Laser engraving systems have come a long way since they were first introduced to the industry more than 25 years ago. Today’s lasers are less expensive and easier to use, they have more power and many more features than those on the market even a few years ago. And there are more manufacturers offering more models and better service and support.
The best thing about these systems, though, is that they are so versatile. Today’s lasers can cut or mark a wide variety of materials. That means there are literally thousands of different ways to turn your laser into a profit-making machine. This series will present a variety of different applications that laser owners may want to consider when it comes to the kinds of items they produce and/or personalize for profit.
When the earliest laser systems came on the scene in the early 1980s, they were huge machines that weighed 1,000 pounds and were very expensive compared to their rotary engraving counterparts. That all began to change, however, as users began to find more and more applications for lasers and as suppliers began offering more products suitable for this new technology.
Not only are today’s lasers much smaller than the early models, but they’re much faster, more efficient, easier to set up and much more versatile. In addition, there are so many different options like the red beam spot lasers, cutting grids, cylindrical attachments, air assist and self-centering capability that make the systems so user-friendly that almost anyone can operate them with little or no training.
Instead of the constant guessing game laser users encountered each time they attempted a new job in the early days, today’s lasers come with a chart showing the settings which have been tested and proven to work for a variety of different materials. Some laser systems even have the settings built right into their drivers, allowing users to select the material from an on-screen chart rather than manually inputting the power and speed settings. This makes setups so automatic that all the user has to do is know what type of material they’re working with and where to place the item in the laser to perform the job.
Technology advancements have also expanded the types of lasers available, giving engravers more options when it comes to choosing a laser that best suits their application. In the early days, CO2 lasers were the only option available in the R&I industry. Today, however, users can choose between CO2 lasers, YAGs and most recently the addition of fiber lasers. And if the past is any indication, the future holds the promise of even more advancements in laser technology in the areas of hardware (the laser itself), the software that drives them or the types of products and materials we can engrave with them.

:: REQUIREMENTS ::
According to the article on laser engraving systems, how much did the earliest laser systems weigh? You won't need the listing to do this.

:: DATASET CONTENT ::
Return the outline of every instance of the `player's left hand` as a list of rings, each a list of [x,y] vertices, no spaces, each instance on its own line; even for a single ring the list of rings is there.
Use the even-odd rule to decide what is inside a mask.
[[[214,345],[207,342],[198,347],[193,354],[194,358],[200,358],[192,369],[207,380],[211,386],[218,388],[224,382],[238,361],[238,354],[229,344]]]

:: PROBLEM SOLUTION ::
They weighed 1,000 pounds.